Work instructions.
Please write out the complete listing that follows, exactly as it reads.

Raw records:
▬▬▬▬▬▬
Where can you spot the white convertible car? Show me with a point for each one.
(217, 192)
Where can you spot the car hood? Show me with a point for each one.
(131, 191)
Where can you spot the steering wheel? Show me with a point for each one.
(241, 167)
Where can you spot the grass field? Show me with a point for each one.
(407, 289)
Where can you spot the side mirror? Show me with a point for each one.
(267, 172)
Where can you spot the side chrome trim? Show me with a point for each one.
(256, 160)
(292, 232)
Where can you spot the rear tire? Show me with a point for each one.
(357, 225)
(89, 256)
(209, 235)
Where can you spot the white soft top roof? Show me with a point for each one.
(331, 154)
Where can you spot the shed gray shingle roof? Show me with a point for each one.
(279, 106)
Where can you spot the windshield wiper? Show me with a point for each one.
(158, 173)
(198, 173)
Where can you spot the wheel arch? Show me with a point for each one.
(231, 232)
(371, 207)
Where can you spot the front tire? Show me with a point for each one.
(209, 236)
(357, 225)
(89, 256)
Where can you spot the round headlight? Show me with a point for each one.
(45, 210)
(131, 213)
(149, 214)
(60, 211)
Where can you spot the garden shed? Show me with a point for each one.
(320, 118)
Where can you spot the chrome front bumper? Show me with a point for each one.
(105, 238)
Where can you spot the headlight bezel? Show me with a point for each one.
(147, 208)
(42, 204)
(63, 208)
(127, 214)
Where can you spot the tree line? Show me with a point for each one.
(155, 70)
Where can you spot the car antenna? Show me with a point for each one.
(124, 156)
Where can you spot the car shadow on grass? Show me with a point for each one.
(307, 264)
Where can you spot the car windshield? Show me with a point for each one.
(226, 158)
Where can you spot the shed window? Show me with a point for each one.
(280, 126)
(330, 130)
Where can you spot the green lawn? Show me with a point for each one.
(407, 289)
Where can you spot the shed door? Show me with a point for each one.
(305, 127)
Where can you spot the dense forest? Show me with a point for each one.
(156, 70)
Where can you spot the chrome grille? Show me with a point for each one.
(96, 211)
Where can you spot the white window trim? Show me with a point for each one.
▬▬▬▬▬▬
Answer in full.
Where can you spot the white convertible car? Show me with a point for each one.
(217, 192)
Where can you spot the car hood? Show me with a point for each one.
(131, 191)
Where can you spot the steering wheel? Show me with a point for each one.
(241, 167)
Where can you spot the grass field? Show me with a point for each one.
(407, 289)
Where can you spot the side mirror? Show me with a point for each one.
(267, 172)
Where can you spot the side chrome trim? Show me with a point for each one.
(256, 160)
(292, 232)
Where can you spot the rear tire? Show me with a point for each one.
(357, 225)
(89, 256)
(209, 235)
Where can you spot the white soft top roof? Show me with a point for each one.
(331, 154)
Where can you spot the shed gray shingle roof? Show me with a point for each one.
(279, 106)
Where can you spot the windshield wiper? Show me with a point for each one.
(158, 173)
(198, 173)
Where can you spot the wheel arch? Show me with a point for each one.
(231, 232)
(371, 207)
Where can you spot the front tire? Show me with a point for each one.
(209, 236)
(357, 225)
(89, 256)
Where can you spot the round headlight? Show me with a point for each one.
(45, 210)
(131, 213)
(149, 214)
(60, 211)
Where can you spot the garden shed? Show me with a point for each one.
(320, 118)
Where can you spot the chrome front bumper? Show me with a point for each one.
(105, 238)
Where can you spot the headlight bezel? Show me with a point for each one.
(147, 208)
(42, 204)
(63, 208)
(127, 214)
Where can you spot the tree line? Show me with a point for each one.
(155, 70)
Where can you spot the car antenna? Show me with a point for each one.
(124, 156)
Where can you spot the car shadow on grass? Show me with a point for each one.
(307, 264)
Where can you spot the car windshield? Show me with a point for each one.
(226, 158)
Where can you spot the shed window? Show me with a point for each one.
(280, 126)
(330, 130)
Where can you spot the green lawn? Show me with a point for each one.
(407, 289)
Where can you spot the shed door? Show me with a point for each one.
(305, 127)
Where can you spot the dense forest? Show me with a point for each one.
(156, 70)
Where can you spot the chrome grille? Show me with a point for each one.
(96, 211)
Where can you spot the white window trim? Show me with a point for each one.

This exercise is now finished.